Referring expression pointing data:
◆ ◆ ◆ ◆ ◆

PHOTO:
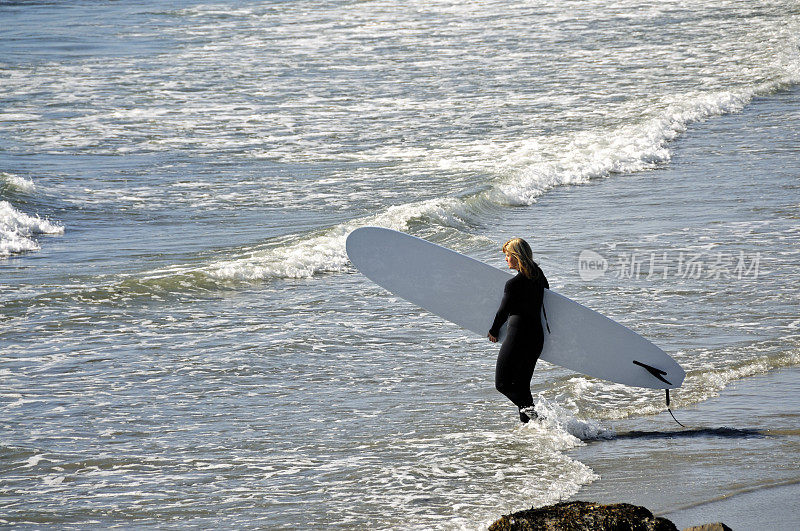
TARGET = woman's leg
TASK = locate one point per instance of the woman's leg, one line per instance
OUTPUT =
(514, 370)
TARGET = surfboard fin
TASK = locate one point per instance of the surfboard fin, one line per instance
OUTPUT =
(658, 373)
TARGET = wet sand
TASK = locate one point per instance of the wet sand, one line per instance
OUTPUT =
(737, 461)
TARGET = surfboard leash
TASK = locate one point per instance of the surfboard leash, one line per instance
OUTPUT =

◆ ◆ ◆ ◆ ◆

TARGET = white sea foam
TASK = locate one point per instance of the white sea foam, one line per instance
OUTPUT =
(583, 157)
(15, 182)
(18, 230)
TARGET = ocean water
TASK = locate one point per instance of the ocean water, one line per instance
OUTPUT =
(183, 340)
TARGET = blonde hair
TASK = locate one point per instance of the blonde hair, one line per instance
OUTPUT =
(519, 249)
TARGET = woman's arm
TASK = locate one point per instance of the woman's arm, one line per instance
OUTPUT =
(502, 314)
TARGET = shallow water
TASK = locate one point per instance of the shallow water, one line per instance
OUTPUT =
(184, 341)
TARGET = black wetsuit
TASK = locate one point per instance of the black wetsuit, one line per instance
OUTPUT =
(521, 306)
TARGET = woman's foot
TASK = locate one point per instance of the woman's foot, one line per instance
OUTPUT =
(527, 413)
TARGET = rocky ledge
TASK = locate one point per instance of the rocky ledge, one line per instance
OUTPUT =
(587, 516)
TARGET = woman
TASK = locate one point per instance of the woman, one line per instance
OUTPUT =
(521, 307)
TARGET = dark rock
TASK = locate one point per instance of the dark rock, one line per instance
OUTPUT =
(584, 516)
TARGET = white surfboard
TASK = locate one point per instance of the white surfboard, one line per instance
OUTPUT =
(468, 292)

◆ ◆ ◆ ◆ ◆

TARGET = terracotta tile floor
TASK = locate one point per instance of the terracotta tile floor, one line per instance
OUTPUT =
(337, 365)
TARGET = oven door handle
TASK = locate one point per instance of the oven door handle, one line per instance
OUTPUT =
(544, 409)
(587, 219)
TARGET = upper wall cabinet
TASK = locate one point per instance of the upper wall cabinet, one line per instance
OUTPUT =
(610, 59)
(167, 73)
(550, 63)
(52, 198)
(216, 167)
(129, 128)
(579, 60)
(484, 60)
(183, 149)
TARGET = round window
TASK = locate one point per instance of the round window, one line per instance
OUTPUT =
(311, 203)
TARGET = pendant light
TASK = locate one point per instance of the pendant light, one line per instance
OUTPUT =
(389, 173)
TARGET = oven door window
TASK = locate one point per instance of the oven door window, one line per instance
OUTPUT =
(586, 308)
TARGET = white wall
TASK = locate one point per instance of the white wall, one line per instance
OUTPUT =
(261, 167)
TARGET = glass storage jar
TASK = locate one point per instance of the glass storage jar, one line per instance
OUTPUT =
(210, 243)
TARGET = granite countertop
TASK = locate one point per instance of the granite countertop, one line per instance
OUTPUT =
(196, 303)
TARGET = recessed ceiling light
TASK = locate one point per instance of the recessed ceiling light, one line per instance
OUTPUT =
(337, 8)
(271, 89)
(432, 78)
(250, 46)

◆ ◆ ◆ ◆ ◆

WHAT YOU NEED TO DO:
Your reply is to repeat, unchanged, the lines above running from the one with "TARGET = upper wall cabinet" up to and including the one with "TARGET = round window".

COMPLETED TASK:
TARGET = upper wall cabinet
TASK = locate one point per instance of the upper wall cabinet, one line per instance
OUTPUT =
(610, 59)
(167, 73)
(550, 63)
(52, 198)
(216, 167)
(129, 128)
(579, 60)
(484, 60)
(183, 149)
TARGET = round window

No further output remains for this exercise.